* _What to work on_
All of the records need to be retyped exactly, with no line dropped.

*** Data supplied ***

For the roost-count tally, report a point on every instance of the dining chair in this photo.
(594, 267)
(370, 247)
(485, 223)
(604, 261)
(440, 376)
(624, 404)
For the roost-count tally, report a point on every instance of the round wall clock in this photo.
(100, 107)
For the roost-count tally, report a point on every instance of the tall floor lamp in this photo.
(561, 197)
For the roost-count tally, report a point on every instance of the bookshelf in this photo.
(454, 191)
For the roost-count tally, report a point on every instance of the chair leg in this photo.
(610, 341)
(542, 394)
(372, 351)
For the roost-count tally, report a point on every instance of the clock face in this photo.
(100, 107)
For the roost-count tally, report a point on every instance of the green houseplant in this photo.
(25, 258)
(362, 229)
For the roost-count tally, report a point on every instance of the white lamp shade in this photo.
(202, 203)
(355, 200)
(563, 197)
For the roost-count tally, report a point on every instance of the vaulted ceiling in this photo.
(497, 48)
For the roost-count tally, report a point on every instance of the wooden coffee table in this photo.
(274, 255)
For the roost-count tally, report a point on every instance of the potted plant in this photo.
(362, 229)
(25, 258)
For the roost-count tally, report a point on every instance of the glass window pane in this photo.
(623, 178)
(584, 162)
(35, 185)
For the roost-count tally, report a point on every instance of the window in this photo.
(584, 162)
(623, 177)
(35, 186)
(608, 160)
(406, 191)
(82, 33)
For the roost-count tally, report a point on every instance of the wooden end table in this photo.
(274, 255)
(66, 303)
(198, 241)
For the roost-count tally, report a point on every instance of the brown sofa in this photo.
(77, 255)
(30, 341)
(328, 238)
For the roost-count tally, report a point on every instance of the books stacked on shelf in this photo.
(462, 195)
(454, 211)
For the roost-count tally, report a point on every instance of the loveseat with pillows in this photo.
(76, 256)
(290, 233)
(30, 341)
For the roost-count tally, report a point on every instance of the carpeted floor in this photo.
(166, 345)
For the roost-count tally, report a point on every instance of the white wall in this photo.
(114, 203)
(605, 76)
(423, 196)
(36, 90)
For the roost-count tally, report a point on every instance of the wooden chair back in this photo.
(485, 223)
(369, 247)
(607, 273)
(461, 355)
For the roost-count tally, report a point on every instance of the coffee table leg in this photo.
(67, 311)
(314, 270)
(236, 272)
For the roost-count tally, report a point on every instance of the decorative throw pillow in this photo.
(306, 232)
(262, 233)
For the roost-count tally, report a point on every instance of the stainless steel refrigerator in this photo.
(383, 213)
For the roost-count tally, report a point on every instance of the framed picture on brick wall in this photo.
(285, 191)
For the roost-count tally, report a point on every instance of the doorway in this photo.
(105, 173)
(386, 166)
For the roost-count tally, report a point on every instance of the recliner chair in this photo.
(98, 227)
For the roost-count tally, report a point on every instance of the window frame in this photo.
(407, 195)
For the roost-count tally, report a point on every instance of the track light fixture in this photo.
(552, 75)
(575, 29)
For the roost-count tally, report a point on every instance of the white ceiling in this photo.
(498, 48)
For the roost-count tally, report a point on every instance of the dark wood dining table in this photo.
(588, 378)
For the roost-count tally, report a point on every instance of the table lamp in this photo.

*** End of Data supplied ***

* _Exercise output_
For the roost-count tally, report a point on every instance of the dining chair in this photo.
(594, 267)
(370, 247)
(485, 223)
(604, 261)
(440, 376)
(624, 404)
For the roost-count tally, report a point on every instance of the round wall clock in this photo.
(100, 107)
For the roost-count tally, report a point on every instance of the tall floor lamp in this photo.
(561, 197)
For the roost-count tally, report a point on every instance of the bookshelf in this photo.
(454, 191)
For the roost-count tally, report a point on every instance of the chair leg in this photo.
(610, 341)
(542, 394)
(372, 351)
For the roost-count tally, report a point on every instance of the clock face in this photo.
(100, 107)
For the roost-count tally, report a point on every instance of the green houseplant in this photo.
(25, 258)
(362, 229)
For the roost-count tally, report a point on every instance of the white lamp shade in this photo.
(202, 203)
(355, 200)
(563, 197)
For the roost-count tally, report a point on every instance of the vaulted ceiling in this photo.
(497, 48)
For the roost-count tally, report a point on every instance of the wooden coffee table in this photo.
(274, 255)
For the roost-count tally, report a point on every instance of the potted plant in this photo.
(362, 229)
(25, 258)
For the roost-count tally, report a point on every instance of the glass window pane in this photo.
(623, 178)
(584, 162)
(35, 185)
For the roost-count tally, report a point on every instance of the window in this photo.
(584, 162)
(623, 177)
(35, 186)
(608, 160)
(406, 191)
(82, 33)
For the roost-count tally, report a point on every instance of the wooden end table in this photo.
(274, 255)
(66, 303)
(198, 241)
For the roost-count tally, report a point on every instance of the brown sofa in this photo.
(77, 255)
(30, 341)
(328, 238)
For the roost-count tally, report a point on every instance of the books stacked on shelf in this photo.
(462, 195)
(454, 211)
For the roost-count tally, report a point on every instance of the loveseat with pillows in this photo.
(76, 256)
(290, 233)
(30, 341)
For the roost-count tally, report a point on every instance of the carpeted floor in this photo.
(166, 345)
For the roost-count tally, report a point on every instance of the white wall in this photo.
(114, 203)
(605, 76)
(423, 196)
(36, 90)
For the roost-count tally, report a point on every instance of the wooden chair back in this photo.
(485, 223)
(369, 247)
(607, 273)
(461, 355)
For the roost-count tally, report a point on every instance of the coffee table leg in this photo.
(67, 311)
(314, 270)
(236, 272)
For the roost-count tally, report a point on every instance of the decorative throw pillow in this photo.
(306, 232)
(262, 233)
For the roost-count tally, report a point on every instance of the stainless steel refrigerator in this photo.
(383, 213)
For the roost-count tally, report a point on every instance of the framed picture on brick wall in this photo.
(285, 191)
For the roost-count tally, report a point on every instance of the doorway in this photo.
(105, 173)
(386, 166)
For the roost-count tally, report a point on every instance of the recliner chair in this photo.
(98, 227)
For the roost-count tally, report a point on every instance of the window frame in this photo.
(407, 195)
For the roost-count tally, report a point on every instance of the track light fixture in this photo.
(552, 75)
(575, 29)
For the roost-count tally, report a point on every instance of the white ceiling in this photo.
(498, 48)
For the roost-count tally, report a point on every instance of the dark wood dining table in this photo.
(588, 378)
For the roost-count tally, report a point on every instance of the table lamp in this photo.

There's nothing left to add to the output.